## TASK MATERIAL
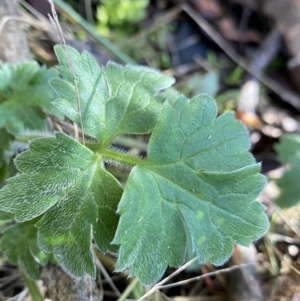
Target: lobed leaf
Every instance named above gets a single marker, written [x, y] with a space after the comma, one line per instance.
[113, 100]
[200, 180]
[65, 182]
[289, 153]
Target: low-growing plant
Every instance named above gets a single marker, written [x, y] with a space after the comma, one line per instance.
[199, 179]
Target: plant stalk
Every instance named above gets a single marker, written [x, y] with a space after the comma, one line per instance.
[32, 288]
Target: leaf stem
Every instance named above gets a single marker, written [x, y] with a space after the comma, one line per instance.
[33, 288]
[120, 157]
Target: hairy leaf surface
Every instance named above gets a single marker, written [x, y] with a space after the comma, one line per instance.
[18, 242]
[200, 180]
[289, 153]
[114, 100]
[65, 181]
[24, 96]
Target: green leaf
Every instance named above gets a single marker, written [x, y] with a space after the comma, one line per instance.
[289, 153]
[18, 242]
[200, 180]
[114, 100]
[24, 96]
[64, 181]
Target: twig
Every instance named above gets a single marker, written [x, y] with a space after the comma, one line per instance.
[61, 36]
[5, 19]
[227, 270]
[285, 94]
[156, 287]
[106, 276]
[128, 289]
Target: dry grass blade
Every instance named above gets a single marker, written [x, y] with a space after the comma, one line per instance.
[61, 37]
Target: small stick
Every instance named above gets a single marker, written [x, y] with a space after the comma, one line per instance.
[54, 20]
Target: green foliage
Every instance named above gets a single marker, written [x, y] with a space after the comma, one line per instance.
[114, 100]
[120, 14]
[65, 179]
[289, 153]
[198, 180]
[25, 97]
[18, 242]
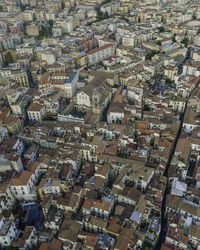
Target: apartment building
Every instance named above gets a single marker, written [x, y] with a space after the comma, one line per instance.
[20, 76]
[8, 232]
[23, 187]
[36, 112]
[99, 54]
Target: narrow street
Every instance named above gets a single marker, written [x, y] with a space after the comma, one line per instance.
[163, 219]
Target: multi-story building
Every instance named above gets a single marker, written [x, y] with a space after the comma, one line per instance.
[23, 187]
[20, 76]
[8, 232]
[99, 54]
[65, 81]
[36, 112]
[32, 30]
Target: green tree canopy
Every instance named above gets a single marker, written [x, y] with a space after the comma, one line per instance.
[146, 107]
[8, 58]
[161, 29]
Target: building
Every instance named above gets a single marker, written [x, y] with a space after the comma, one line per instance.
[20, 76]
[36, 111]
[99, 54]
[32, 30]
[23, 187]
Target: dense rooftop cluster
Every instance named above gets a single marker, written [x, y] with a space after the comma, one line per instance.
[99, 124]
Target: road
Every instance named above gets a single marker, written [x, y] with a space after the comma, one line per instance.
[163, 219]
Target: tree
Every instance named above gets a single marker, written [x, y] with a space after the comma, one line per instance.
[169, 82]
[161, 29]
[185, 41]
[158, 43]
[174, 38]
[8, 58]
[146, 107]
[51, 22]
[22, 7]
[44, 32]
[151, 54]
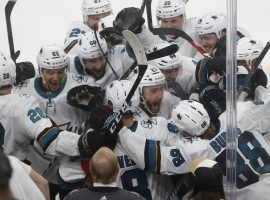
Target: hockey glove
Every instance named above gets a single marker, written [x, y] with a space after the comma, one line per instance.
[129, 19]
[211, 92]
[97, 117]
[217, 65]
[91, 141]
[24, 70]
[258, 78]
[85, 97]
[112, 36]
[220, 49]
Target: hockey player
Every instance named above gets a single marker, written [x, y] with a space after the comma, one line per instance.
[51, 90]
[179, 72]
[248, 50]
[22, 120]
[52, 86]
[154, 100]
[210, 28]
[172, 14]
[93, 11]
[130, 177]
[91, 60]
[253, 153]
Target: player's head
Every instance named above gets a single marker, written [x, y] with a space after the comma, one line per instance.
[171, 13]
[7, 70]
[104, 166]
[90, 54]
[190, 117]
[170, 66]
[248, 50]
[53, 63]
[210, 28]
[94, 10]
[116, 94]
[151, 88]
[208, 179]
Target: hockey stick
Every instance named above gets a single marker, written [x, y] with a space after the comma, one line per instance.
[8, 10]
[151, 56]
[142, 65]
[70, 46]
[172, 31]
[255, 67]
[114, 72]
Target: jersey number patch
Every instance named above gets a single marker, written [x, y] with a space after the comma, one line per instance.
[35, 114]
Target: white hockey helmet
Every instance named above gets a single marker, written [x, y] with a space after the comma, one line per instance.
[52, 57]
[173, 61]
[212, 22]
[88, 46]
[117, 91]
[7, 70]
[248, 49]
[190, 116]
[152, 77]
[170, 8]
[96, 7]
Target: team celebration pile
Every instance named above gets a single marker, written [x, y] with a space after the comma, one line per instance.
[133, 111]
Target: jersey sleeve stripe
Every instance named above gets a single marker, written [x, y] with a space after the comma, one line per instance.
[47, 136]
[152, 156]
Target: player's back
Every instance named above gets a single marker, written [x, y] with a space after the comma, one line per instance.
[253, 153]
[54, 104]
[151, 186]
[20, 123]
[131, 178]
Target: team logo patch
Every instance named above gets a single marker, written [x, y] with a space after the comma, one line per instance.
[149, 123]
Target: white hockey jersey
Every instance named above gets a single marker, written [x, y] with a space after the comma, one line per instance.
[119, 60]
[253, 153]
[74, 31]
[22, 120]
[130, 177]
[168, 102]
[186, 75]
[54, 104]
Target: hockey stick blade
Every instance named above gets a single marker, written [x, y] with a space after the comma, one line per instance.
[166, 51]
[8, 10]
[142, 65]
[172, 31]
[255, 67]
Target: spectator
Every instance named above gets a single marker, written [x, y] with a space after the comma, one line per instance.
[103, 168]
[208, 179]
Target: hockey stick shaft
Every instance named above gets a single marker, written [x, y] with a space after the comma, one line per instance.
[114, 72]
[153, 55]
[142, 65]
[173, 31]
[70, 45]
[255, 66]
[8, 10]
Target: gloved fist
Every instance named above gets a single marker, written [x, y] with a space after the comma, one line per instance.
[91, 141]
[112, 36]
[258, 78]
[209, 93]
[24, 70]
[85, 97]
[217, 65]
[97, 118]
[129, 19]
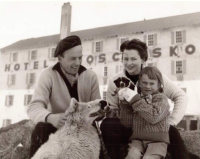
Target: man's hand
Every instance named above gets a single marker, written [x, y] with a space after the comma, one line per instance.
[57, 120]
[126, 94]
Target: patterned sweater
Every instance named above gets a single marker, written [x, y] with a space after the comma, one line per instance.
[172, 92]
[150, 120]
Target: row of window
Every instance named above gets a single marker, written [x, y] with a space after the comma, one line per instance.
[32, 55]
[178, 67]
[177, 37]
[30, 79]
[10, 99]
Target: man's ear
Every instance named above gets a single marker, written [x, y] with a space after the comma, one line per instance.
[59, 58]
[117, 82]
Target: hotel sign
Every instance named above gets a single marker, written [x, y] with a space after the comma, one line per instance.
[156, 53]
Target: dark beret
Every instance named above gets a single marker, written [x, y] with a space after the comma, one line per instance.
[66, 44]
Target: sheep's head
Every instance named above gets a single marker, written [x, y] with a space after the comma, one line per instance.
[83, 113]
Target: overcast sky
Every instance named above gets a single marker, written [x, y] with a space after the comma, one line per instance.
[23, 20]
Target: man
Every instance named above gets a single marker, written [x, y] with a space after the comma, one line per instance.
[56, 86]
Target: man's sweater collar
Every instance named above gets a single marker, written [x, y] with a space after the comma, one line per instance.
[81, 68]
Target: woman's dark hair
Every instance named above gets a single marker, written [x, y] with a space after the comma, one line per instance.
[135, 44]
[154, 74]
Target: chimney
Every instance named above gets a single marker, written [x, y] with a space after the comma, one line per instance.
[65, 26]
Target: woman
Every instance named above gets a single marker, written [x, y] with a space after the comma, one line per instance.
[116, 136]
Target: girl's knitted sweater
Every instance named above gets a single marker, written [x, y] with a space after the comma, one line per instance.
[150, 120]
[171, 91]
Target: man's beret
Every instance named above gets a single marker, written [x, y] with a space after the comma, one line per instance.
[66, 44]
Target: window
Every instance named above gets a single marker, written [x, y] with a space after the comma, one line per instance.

## AIM
Transcribe exactly, and only, the lines from the one bearing "Target: man's ear" through the last line of the entries, counting both.

## ANSWER TO THE EXERCISE
Target: man's ear
Every instance named above gets a single marker, written [x, y] with a space after the comma, one line per instance.
[59, 58]
[117, 82]
Target: hotel sign
Every instance named above gets a single marker, written [x, y] with a space after the comma, one line per instance.
[156, 53]
Target: dark beret
Every instance named above gets a single marker, written [x, y] with a space after the comma, one line per instance.
[66, 44]
Target: sheep's head
Every instance named above gets a single marker, written [x, y] with a space after the comma, one line per instance.
[83, 113]
Target: overcast sky
Every instance named above gets a single marker, written [x, y] with a space after the comma, one line per instance.
[23, 20]
Target: man
Every instance named above gets a single marker, written [x, y] with a space after the comma, one line per instance.
[56, 86]
Target: man's sweater collar
Every instance named above gets a single marker, written [x, y] with a space after the comma, one line per instance.
[81, 68]
Target: woman's dark hair
Every instance named above gets a single marker, written [x, y] with a space after the comma, one line per instance.
[135, 44]
[154, 74]
Target: chimney
Every instance named above gets a single marker, written [x, y] with a space after the comma, one line per instance.
[65, 26]
Target: woman
Every instance named above gets a single marker, written [x, y] with a space after the comma, one line per instance.
[116, 136]
Target: girl's knitted sweater
Every instance named above gets a single marker, written [x, y] with a space after the comma, one line per instance.
[150, 120]
[171, 91]
Target: man's beret
Every instance named above gets a single marker, written [x, y] with a space after the comma, one line per instance.
[66, 44]
Target: window
Every instance named above gets a single marker, written [x, y] with a space after the comma, one line per instance.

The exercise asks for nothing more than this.